Using the records below, give again exactly the lines from the line that contains "Could you please point to the unpaved" through the line that contains "Could you please point to the green grass field", both ends included, and only those.

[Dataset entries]
^^^^

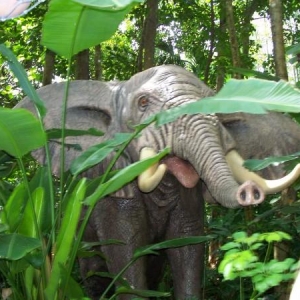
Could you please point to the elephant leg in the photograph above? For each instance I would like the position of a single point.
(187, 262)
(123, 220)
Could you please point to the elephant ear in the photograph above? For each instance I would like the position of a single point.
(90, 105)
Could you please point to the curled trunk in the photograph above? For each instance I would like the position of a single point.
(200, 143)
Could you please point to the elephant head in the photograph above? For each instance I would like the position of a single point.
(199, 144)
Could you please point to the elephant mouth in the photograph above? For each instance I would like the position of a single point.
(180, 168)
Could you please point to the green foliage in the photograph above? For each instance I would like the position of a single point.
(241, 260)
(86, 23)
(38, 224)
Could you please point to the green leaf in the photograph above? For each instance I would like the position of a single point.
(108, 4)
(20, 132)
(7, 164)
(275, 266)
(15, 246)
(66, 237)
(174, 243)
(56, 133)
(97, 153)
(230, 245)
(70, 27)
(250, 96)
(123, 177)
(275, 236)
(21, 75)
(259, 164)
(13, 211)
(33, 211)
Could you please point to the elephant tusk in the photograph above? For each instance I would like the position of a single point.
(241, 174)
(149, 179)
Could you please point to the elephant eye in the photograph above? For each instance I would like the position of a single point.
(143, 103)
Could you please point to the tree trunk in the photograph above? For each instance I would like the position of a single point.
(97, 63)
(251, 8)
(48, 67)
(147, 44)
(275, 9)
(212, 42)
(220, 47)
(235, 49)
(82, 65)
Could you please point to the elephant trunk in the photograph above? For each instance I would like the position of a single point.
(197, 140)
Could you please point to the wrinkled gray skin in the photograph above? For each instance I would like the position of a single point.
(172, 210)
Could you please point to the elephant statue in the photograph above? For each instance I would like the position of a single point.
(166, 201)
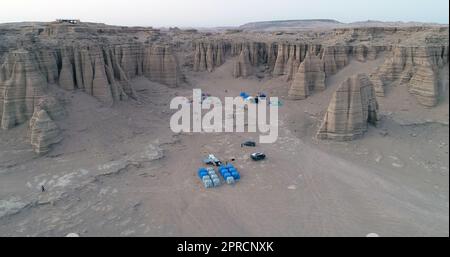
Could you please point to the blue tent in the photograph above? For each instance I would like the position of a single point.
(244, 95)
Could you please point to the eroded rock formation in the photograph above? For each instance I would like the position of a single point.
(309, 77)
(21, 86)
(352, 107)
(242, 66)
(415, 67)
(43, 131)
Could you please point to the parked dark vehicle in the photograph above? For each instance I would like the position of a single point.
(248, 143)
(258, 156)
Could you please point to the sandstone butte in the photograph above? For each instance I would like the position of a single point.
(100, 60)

^^^^

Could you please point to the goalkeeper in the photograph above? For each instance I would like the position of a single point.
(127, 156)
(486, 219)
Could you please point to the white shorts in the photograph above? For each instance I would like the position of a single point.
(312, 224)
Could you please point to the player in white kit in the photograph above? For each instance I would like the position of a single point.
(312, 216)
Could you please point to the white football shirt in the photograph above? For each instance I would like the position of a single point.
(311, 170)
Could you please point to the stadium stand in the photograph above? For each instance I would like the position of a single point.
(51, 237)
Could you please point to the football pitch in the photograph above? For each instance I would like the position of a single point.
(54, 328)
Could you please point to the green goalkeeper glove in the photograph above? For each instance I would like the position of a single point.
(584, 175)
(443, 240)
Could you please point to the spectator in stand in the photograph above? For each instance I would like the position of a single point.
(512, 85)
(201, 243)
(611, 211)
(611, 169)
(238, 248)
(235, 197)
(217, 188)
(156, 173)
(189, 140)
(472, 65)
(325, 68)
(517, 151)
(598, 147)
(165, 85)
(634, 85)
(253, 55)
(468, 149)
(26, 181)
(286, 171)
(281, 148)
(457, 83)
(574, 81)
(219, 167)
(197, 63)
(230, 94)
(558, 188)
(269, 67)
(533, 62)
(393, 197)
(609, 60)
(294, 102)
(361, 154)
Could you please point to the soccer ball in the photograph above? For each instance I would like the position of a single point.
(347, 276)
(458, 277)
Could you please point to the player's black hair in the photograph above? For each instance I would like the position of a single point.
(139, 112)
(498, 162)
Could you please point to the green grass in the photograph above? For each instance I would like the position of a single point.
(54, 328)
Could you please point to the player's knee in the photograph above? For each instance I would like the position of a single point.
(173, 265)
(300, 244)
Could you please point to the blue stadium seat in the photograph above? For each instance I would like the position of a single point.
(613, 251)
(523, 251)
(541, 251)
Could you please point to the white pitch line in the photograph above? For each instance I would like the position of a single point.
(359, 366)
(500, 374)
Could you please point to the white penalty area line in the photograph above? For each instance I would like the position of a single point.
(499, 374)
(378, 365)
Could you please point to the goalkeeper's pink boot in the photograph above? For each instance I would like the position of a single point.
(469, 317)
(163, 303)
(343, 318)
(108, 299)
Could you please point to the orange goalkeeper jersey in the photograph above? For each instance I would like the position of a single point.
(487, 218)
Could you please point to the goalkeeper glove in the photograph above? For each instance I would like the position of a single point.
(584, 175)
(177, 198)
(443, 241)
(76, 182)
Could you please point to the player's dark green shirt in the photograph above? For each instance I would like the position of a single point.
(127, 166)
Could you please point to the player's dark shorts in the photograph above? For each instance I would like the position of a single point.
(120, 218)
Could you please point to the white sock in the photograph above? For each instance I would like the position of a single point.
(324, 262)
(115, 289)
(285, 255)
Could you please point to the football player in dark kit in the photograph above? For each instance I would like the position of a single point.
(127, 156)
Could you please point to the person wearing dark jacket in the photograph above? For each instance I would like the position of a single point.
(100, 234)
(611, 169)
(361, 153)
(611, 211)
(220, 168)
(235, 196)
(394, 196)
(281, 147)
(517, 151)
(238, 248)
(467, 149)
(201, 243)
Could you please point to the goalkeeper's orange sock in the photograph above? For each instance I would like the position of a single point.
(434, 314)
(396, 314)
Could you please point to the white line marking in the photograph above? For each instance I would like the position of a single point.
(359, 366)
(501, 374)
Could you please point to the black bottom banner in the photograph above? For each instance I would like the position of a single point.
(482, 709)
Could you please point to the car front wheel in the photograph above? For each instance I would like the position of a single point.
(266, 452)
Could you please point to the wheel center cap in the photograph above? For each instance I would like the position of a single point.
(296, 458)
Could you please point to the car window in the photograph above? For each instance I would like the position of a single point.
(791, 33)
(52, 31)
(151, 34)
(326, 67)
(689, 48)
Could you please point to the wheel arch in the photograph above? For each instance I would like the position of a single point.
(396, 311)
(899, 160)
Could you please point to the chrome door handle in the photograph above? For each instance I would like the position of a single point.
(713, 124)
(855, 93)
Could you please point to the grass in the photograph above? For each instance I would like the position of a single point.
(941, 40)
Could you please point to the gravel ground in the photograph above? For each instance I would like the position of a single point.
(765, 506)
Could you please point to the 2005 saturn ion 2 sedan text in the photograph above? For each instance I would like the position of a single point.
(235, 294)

^^^^

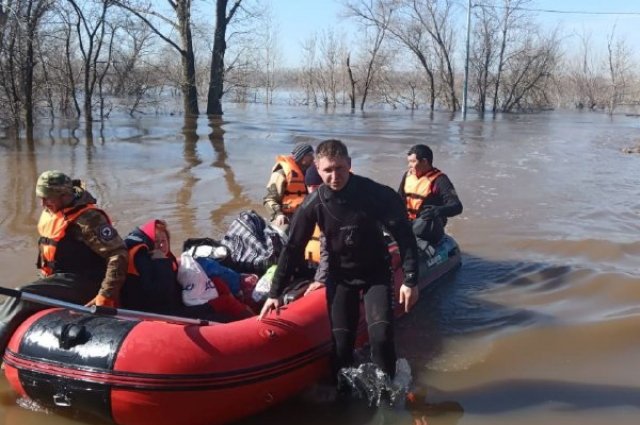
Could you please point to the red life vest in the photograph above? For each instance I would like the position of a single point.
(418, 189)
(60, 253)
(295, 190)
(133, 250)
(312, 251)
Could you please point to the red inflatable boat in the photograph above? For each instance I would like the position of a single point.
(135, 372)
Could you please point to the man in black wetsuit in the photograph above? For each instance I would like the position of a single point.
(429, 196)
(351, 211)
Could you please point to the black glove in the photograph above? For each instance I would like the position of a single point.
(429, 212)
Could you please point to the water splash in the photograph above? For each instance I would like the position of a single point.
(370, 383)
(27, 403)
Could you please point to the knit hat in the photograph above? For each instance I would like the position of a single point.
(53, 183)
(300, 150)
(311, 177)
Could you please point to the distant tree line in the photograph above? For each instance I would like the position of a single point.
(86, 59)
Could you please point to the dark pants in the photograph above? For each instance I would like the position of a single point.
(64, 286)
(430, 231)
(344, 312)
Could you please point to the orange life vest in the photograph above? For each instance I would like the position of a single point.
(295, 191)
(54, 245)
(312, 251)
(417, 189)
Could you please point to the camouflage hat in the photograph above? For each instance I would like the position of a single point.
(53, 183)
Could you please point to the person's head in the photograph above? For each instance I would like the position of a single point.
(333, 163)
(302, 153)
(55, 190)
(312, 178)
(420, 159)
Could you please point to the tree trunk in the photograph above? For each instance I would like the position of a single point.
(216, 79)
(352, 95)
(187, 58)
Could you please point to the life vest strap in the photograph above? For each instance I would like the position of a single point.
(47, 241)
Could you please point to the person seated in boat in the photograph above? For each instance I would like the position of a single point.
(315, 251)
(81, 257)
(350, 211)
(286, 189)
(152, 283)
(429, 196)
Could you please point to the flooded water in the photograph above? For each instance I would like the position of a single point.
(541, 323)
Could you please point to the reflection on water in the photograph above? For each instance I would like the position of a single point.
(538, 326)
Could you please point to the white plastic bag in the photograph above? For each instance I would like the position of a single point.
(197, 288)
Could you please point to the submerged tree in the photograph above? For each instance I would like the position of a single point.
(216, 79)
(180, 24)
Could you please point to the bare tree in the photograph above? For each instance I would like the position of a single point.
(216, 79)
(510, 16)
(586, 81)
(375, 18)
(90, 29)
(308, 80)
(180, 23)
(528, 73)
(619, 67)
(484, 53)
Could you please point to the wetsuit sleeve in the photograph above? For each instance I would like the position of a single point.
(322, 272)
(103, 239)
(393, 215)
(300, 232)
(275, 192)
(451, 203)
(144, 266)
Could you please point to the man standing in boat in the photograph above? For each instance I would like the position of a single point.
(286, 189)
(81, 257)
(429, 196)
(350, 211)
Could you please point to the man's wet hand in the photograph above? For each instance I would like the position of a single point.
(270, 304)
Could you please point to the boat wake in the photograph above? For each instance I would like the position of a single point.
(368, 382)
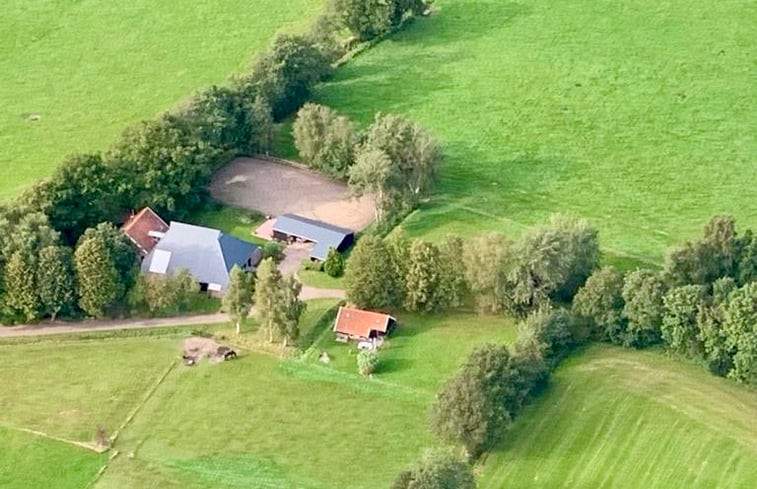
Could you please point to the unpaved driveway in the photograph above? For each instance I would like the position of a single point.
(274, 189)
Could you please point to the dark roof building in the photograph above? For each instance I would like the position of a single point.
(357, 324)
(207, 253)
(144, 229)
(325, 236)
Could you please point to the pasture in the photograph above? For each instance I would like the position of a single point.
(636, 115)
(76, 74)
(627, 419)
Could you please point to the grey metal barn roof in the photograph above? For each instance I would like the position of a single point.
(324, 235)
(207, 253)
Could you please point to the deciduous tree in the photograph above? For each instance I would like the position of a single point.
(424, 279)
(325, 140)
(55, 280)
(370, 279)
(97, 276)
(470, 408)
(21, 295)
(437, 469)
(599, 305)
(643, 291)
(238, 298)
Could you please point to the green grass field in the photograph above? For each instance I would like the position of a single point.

^^^^

#### Response to the task
Could you please point to the unpaved driveway in the photograph above? For each instance I would like the position of a single point.
(274, 189)
Could you please point to the dark roof building in the photograph above? For each instance I would like the position of a single point.
(357, 324)
(207, 253)
(144, 229)
(325, 236)
Could you please point to the pasture in the photograph above? For each instance I would like the position of a single point.
(636, 115)
(76, 74)
(627, 419)
Could you please point to the grey metal barn roof in the photograph above? For each instance I would like the position of a single point.
(324, 235)
(207, 253)
Could you please point to the deciduous tree in the photograph above? For each instance I would like the position of a single point.
(424, 279)
(325, 140)
(55, 280)
(370, 279)
(97, 276)
(470, 408)
(21, 295)
(437, 469)
(599, 305)
(643, 291)
(238, 298)
Could you please point to the green grass field in the photograph above? For each instance I would like the position of a single point.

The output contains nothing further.